* **SUPPLIED INFORMATION**:

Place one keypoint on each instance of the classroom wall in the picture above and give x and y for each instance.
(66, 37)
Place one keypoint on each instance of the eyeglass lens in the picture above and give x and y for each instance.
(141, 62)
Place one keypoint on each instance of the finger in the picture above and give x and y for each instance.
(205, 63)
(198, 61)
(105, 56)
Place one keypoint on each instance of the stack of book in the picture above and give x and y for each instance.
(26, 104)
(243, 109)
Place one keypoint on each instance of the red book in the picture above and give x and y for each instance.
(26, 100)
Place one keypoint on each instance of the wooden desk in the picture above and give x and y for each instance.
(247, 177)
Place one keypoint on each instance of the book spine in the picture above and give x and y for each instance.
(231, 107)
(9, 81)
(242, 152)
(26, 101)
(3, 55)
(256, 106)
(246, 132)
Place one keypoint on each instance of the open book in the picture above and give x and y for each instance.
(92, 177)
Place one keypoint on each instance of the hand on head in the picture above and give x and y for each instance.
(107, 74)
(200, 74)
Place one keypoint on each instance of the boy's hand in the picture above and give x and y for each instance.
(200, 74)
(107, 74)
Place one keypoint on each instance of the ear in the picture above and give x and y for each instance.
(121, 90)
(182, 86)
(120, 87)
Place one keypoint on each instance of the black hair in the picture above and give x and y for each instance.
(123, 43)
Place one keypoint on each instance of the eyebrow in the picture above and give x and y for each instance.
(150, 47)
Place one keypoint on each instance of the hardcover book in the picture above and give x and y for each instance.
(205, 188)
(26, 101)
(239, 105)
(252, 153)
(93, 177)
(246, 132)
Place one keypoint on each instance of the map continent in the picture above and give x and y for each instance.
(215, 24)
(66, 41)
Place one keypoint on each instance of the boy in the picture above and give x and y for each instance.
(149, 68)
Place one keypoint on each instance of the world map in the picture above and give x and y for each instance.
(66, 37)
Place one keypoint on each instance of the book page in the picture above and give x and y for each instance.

* **WHAT TO DO**: Could you reproduce all of the material above, line for line, with every character unchanged?

* **RESULT OF THIS EXERCISE**:
Place one keypoint on each instance of the classroom wall in the picture above and give x and y for each instance.
(66, 37)
Place one keypoint on each instance of the eyeglass lens in the picture above and give x and y for each instance.
(141, 62)
Place one keypoint on each instance of the finger in the picture above and give x and y for each instance.
(205, 63)
(198, 61)
(105, 56)
Place one keypoint on each instance of the stack of book in the picture above and give x and y for each instance.
(26, 104)
(243, 109)
Place one keypoint on each instance of the red book in the picture above and give x and y for each instance.
(26, 100)
Place one keypoint on each instance of the wooden desk in the picture above and give x and y for each instance.
(247, 177)
Place one keypoint on each instance of the book spine in the picture above and give x and y for each instance.
(231, 107)
(9, 81)
(242, 152)
(26, 101)
(3, 55)
(256, 106)
(246, 132)
Place one keypoint on each instance of the open book in the picture above and give x and y for each instance.
(92, 177)
Place one keypoint on each instance of the hand on head in the picture above and give x and y for each instance.
(107, 74)
(200, 74)
Place one keypoint on each instance of the boy's hand in the picture above and give x and y for each instance.
(200, 74)
(107, 74)
Place one keypoint on each instance of the ear in the picture above and give x and y for each instance.
(121, 90)
(182, 86)
(120, 87)
Place one keypoint on each instance of the black hair in the picture above and give x and y for each instance.
(123, 43)
Place one keypoint on each instance of the eyebrow in the picture above and give x and y for each instance.
(150, 47)
Place one keypoint on each instance of the hardcover book in the picture above and give x and y for each instance.
(205, 188)
(26, 101)
(239, 105)
(252, 153)
(93, 177)
(246, 132)
Place one keypoint on each instance of the map continent in the picture above and give x and y for each instance.
(215, 24)
(66, 41)
Place one keypoint on each instance of the boy in the picture above and give x and y for each instance.
(149, 68)
Place one keypoint on each instance of the world map in the picture above and give x and y for each instance.
(66, 37)
Place one keypoint on each instance of the book page in the picture above and give x and y for each instance.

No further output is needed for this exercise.